-- TRECHO DO DOCUMENTO --
◇ ◇ ◇

Flores cobrem o caixão do jornalista mexicano Jorge Celestino Ruiz Vazquez, morto em agosto no estado de Veracruz. Ruiz é um dos pelo menos cinco jornalistas assassinados em retaliação por seu trabalho no México em 2019. (Reuters/Oscar Martinez)
Flores cobrem o caixão do jornalista mexicano Jorge Celestino Ruiz Vazquez, morto em agosto no estado de Veracruz. Ruiz é um dos pelo menos cinco jornalistas assassinados em retaliação por seu trabalho no México em 2019. (Reuters/Oscar Martinez)

Número de jornalistas mortos cai acentuadamente com a queda recorde no número de assassinatos em represália por seu trabalho

À medida que as guerras diminuíram e houve uma baixa recorde no número de jornalistas assassinados em represália por sua cobertura informativa, a cifra total de jornalistas mortos em decorrência de seu trabalho teve um declínio marcante em 2019. Um relatório especial do CPJ por Elana Beiser

17 de dezembro de 2019

NOVA YORK

O número de jornalistas mortos pelo exercício da profissão caiu em 2019 ao nível mais baixo em 17 anos, à medida que perigosos conflitos regionais se estabilizaram e a cifra de jornalistas assassinados em represália por suas coberturas foi o mais baixo desde que o CPJ começou a monitorar essas ocorrências. Síria e México foram os países mais letais.

Pelo menos 25 jornalistas foram mortos em 2019, o número mais baixo desde 2002, quando no mínimo 21 foram assassinados em conexão com seu trabalho. Ainda mais impressionante, o subconjunto de jornalistas que foram alvo de assassinos, pelo menos 10, é o menor entre os registros anuais do CPJ, que começaram em 1992. Metade dos homicídios deste ano ocorreu no México.

◇ ◇ ◇

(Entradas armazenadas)

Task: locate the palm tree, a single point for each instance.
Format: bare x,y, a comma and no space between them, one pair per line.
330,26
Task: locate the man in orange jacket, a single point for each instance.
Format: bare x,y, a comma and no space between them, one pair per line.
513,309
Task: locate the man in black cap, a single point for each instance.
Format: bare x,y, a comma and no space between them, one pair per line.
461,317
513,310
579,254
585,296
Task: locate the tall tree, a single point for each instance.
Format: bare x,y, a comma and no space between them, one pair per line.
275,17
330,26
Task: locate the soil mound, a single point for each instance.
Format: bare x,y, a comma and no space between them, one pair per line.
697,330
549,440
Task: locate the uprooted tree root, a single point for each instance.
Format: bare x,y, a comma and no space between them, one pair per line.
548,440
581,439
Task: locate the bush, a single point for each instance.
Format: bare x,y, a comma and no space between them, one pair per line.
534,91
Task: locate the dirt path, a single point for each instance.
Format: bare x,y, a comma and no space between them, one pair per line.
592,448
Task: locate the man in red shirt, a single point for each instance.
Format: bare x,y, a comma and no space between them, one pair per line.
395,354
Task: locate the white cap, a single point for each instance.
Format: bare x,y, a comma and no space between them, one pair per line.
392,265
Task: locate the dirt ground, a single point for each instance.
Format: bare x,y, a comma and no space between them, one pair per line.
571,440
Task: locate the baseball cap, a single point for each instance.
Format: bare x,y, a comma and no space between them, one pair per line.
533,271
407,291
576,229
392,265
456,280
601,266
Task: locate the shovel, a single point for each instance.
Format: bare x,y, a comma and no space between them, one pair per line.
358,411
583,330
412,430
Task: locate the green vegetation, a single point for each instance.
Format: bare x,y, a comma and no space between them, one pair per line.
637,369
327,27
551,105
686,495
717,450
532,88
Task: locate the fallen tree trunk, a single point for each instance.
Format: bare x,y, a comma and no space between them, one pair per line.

◇ ◇ ◇

-- TAREFA PROPOSTA A --
Como você resumiria em duas frases o relatório sobre jornalistas mortos em 2019?
-- TAREFA PROPOSTA B --
Escreva a continuação do relatório sobre jornalistas mortos em 2019 a partir do ponto em que ele para.

-- RESPOSTA A --
Em 2019, o número de jornalistas mortos pelo exercício da profissão caiu ao nível mais baixo em 17 anos, com pelo menos 25 mortes, à medida que conflitos regionais se estabilizaram e os assassinatos em represália chegaram ao menor número desde que o CPJ começou a monitorá-los. Síria e México foram os países mais letais, e metade dos homicídios do ano ocorreu no México.

-- RESPOSTA B --
O CPJ ainda está investigando a morte de 25 outros jornalistas em todo o mundo para determinar se a atividade informativa foi o motivo. O dígito deste ano abrange o período de 1º de janeiro a 13 de dezembro de 2019 e se compara a 56 jornalistas mortos, com motivo confirmado, em todo o ano de 2018.

O declínio dos assassinatos ocorre em meio à atenção mundial sem precedentes à questão da impunidade em casos de mortes de jornalistas, em grande parte, devido a três casos recentes que continuam a repercutir. Em 16 de outubro de 2017, a imprensa na União Europeia ficou consternada quando um carro-bomba em Malta tirou a vida de uma importante blogueira anticorrupção, Daphne Caruana Galizia. Menos de seis meses depois, na Eslováquia, ocorreu um segundo homicídio na UE com a morte a tiros de Ján Kuciak e sua noiva, na residência deles; Kuciak vinha divulgando informações sobre a máfia italiana e a alegada apropriação indébita de fundos da UE. Mais tarde, em 2018, o assassinato e desmembramento do exilado jornalista saudita Jamal Khashoggi ocorrido no consulado da Arábia Saudita, em Istambul, Turquia, atraiu manchetes em todo o mundo.

Se a repercussão desses homicídios e suas consequências dissuadiram qualquer potencial assassino é impossível saber. Durante vários anos, o CPJ documenta uma redução nos casos de assassinatos de jornalistas e um aumento da autocensura em países tradicionalmente perigosos como Paquistão e Rússia, onde a falta de justiça em crimes passados ​​intimidou alguns e os levou a evitar a abordagem de assuntos críticos. Além disso, os que querem ameaçar a imprensa têm outros instrumentos além do homicídio. O número de jornalistas encarcerados em todo o mundo permaneceu por volta de 250 por quatro anos consecutivos, enquanto os de Hong Kong a Miami foram objeto de campanhas de assédio jurídico, hackers, vigilância e de descrédito, como demonstram as pesquisas do CPJ.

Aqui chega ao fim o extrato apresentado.